● Text section:
*** Begin section ***

How to construct the point of intersection of a line and a parabola whose focus and directrix are known?
I found this problem in Polya's "How to solve it". It goes as follows
Using only a straight edge and a compass, construct the point(s) of intersection of a given line and a parabola whose focus and directrix are known.
I think I've managed to do it for the special case when the directrix and the given line are parallel, but I'm stuck at the general case when they're not. I could add my method for the special case in my question but I think it's convoluted and inelegant. I was wondering whether anyone could help me figure it out. I could just look it up in the book, but Polya just uses that problem to illustrate restatement of a problem and does not provide a solution. I'd be glad if someone could give me some pointers.
Using the definition of parabola, each of the intersection points $P_1,P_2$ lies on L and is the center of a (different) circle through point F and tangent to D (e.g. $|P_1F| = |P_1T|$). But this only gives two pieces of information for each circle; three are needed.
See diagram.
But, the missing third point can be obtained by reflecting $F$ about the line $L$ to get $F'$ ($P_1$ and $P_2$ lie along L and so their circles must be symmetrical about L). See diagram.
Then extend $FF'$ until it intersects $D$ at $Q_1$, and intersects with $L$ at point $C$. Now the power of $Q_1$ relative to the circle centered at $P_1$ can be expressed as
$|Q_1T_1|^2 = |Q_1F||Q_1F'|$
Draw semi-circles with diameter $FF'$ and diameter $Q_1C$. These intersect at point $R_1$ such that
- $\angle QR_1C = 90^\circ$ and
- $|Q_1R_1|^2 = |Q_1F||Q_1F'|$.
Therefore $|Q_1R_1| = |Q_1T|$
So a circular arc centered at $Q_1$ through point $R_1$ will intersect $D$ at the desired tangency point $T_1$. Just draw a perpendicular line through $T_1$ to find $P_1$.
To find $P_2$ extend the semi-circles to find another point of intersection $R_2$ (not shown) which will lie on the same arc as $R_1$ and $T$.

*** End section ***

● Extracted information:
*** Begin section ***

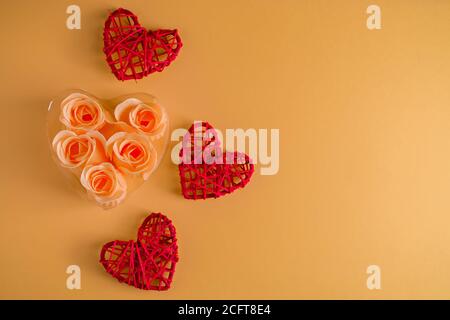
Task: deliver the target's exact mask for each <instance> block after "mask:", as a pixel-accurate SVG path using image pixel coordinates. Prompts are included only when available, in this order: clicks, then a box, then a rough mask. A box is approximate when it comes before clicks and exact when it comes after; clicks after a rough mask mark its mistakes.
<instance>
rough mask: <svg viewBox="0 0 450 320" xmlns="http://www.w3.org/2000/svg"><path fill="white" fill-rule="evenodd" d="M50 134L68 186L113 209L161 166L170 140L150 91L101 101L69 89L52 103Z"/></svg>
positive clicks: (52, 156)
mask: <svg viewBox="0 0 450 320" xmlns="http://www.w3.org/2000/svg"><path fill="white" fill-rule="evenodd" d="M47 134H48V140H49V146H50V150H51V154H52V157H53V159H54V161H55V162H56V164H57V165H58V167H59V168H61V169H62V172H63V173H64V175H65V176H66V177H67V179H68V180H69V182H70V185H72V186H74V187H75V190H77V191H79V193H81V194H83V195H84V196H87V197H88V198H89V199H91V200H93V201H94V202H95V203H96V204H97V205H99V206H101V207H103V208H105V209H110V208H113V207H116V206H117V205H119V204H120V203H122V202H123V201H124V200H125V199H126V197H127V195H129V194H130V193H131V192H133V191H134V190H136V189H137V188H139V187H140V186H141V185H142V184H143V183H144V181H146V180H149V177H150V175H151V174H152V173H153V172H154V171H155V170H156V169H157V168H158V166H159V164H160V162H161V159H162V158H163V156H164V153H165V151H166V149H167V144H168V140H169V117H168V114H167V112H166V109H165V108H164V107H163V106H161V105H160V104H159V102H158V101H157V99H156V98H155V97H154V96H152V95H150V94H146V93H132V94H127V95H122V96H118V97H115V98H112V99H101V98H98V97H96V96H94V95H92V94H91V93H88V92H86V91H83V90H76V89H74V90H66V91H64V92H61V93H60V94H58V95H57V96H55V97H54V99H53V100H52V101H51V102H50V104H49V106H48V114H47Z"/></svg>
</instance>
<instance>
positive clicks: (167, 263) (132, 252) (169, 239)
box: [100, 213, 178, 291]
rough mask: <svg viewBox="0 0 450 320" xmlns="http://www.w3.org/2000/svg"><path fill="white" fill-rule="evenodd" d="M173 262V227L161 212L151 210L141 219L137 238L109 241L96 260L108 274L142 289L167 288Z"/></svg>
mask: <svg viewBox="0 0 450 320" xmlns="http://www.w3.org/2000/svg"><path fill="white" fill-rule="evenodd" d="M177 262H178V245H177V238H176V230H175V227H174V226H173V224H172V221H170V220H169V219H168V218H167V217H166V216H164V215H162V214H161V213H152V214H150V215H149V216H148V217H147V218H146V219H145V220H144V222H143V223H142V225H141V226H140V227H139V230H138V236H137V241H133V240H130V241H121V240H115V241H111V242H108V243H106V244H105V245H104V246H103V248H102V251H101V253H100V263H101V264H102V265H103V267H104V268H105V270H106V271H107V272H108V273H109V274H111V275H112V276H113V277H114V278H116V279H117V280H119V282H124V283H126V284H128V285H130V286H134V287H136V288H138V289H144V290H158V291H162V290H168V289H169V288H170V284H171V283H172V279H173V275H174V273H175V266H176V264H177Z"/></svg>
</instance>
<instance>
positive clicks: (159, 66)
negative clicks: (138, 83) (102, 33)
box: [103, 8, 183, 81]
mask: <svg viewBox="0 0 450 320" xmlns="http://www.w3.org/2000/svg"><path fill="white" fill-rule="evenodd" d="M103 43H104V47H103V51H104V52H105V54H106V61H107V62H108V64H109V66H110V67H111V70H112V72H113V74H114V75H115V76H116V78H117V79H119V80H122V81H123V80H130V79H135V80H137V79H141V78H143V77H145V76H147V75H149V74H151V73H153V72H156V71H157V72H161V71H163V69H164V68H165V67H167V66H168V65H169V64H170V63H171V62H172V61H173V60H175V58H176V57H177V55H178V52H179V51H180V49H181V47H182V45H183V44H182V42H181V38H180V36H179V34H178V31H177V30H176V29H175V30H156V31H147V30H146V29H145V28H143V27H141V25H140V24H139V22H138V18H137V16H135V15H134V14H133V13H132V12H130V11H128V10H126V9H123V8H120V9H117V10H115V11H114V12H113V13H111V14H110V15H109V17H108V19H107V20H106V22H105V28H104V30H103Z"/></svg>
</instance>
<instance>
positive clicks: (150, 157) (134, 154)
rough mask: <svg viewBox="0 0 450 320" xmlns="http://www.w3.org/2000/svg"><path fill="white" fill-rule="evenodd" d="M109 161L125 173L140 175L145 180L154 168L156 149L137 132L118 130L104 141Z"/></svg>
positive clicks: (146, 178)
mask: <svg viewBox="0 0 450 320" xmlns="http://www.w3.org/2000/svg"><path fill="white" fill-rule="evenodd" d="M106 152H107V154H108V155H109V157H110V159H111V162H112V163H113V164H114V165H115V166H116V167H117V169H119V170H120V171H122V172H124V173H126V174H134V175H142V178H143V179H144V180H147V179H148V177H149V176H150V174H151V173H152V171H153V169H155V166H156V161H157V154H156V150H155V148H154V147H153V145H152V144H151V143H150V141H149V140H148V139H147V137H145V136H143V135H140V134H138V133H128V132H118V133H116V134H114V135H112V136H111V137H110V138H109V139H108V141H107V142H106Z"/></svg>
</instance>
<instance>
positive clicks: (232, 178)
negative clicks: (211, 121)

*** End section ***

● Tasks for this exercise:
**a.** In the parabola construction text, how is the missing third point obtained?
**b.** Pick up the parabola construction text after its last sentence and write the next part.

● Task-by-task answers:
**a.** By reflecting F about the line L to get F'.

**b.**
So just extend the arc centered at $Q_1$ until it intersects the diameter again at $T_2$. A perpendicular bisector yields point $P_2$.
The following image shows one way to do this. I'm sure it's not the most elegant but it's easy to understand:
The red parabola and line are given; the focus and directrix are in orange. (Clearly the red parabola isn't actually given, but it's there as a reference). Be aware that there are some extraneous lines and points on the image but the following instructions should walk you through it.
We begin by drawing any two non-overlapping circles tangent to the directrix (green). Construct the other external tangent (green dotted line). The point we seek is the centre of a circle tangent to these two lines passing through the focus.
Draw a line from the focus to the point where the tangents cross (blue). Produce a line from the intersection of this line with one of the circles (point W) to the point at which a tangent touches it (point U; line WU is dashed blue). Construct the parallel line through F (also dashed blue). Then construct the perpendicular bisector of FZ, where Z is the intersecton of this line with the tangent that isn't the directrix (solid purple). The intersection (G) of this point with the given line is on the parabola, and hence is one of the required points.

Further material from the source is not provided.